Records:
▬▬▬▬▬▬

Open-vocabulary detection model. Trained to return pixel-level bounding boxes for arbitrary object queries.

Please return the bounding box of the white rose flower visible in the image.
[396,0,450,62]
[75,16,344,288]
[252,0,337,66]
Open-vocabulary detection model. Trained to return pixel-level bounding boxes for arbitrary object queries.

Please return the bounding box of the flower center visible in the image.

▬▬▬▬▬▬

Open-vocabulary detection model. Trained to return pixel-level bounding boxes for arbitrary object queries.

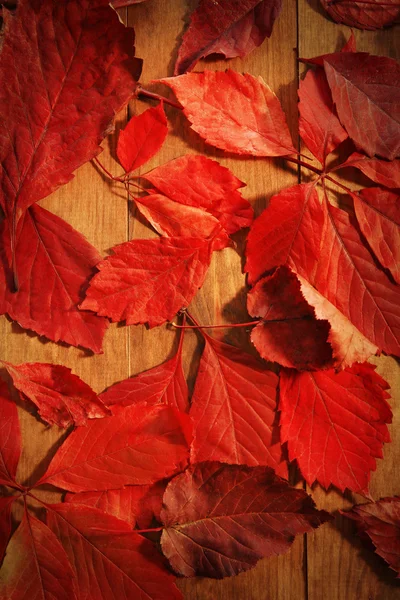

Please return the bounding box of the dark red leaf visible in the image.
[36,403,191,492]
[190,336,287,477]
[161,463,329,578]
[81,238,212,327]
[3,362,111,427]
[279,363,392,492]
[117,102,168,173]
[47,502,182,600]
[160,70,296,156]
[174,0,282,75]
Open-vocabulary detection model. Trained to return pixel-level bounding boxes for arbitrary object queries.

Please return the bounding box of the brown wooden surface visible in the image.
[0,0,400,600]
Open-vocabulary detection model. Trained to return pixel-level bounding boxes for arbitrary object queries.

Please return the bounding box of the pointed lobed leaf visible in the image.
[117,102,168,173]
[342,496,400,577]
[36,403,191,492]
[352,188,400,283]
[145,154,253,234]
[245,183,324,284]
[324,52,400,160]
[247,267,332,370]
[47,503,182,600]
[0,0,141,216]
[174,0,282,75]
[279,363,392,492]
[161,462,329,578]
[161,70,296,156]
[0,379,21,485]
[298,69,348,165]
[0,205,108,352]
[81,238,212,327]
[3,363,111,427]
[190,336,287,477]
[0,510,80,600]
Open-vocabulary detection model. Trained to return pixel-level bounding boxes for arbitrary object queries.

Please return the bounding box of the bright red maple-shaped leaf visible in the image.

▬▬▬▬▬▬

Task description: List every line of the material above that contains the string "leaf", copying each one in full. Case counts.

Expected answer:
Please return the bounding box of the dark red leaf visible in the image.
Please return the bounding box of the pointed lobed leaf visible in the image.
Please return the bounding box of the bright red maple-shaped leaf visible in the image.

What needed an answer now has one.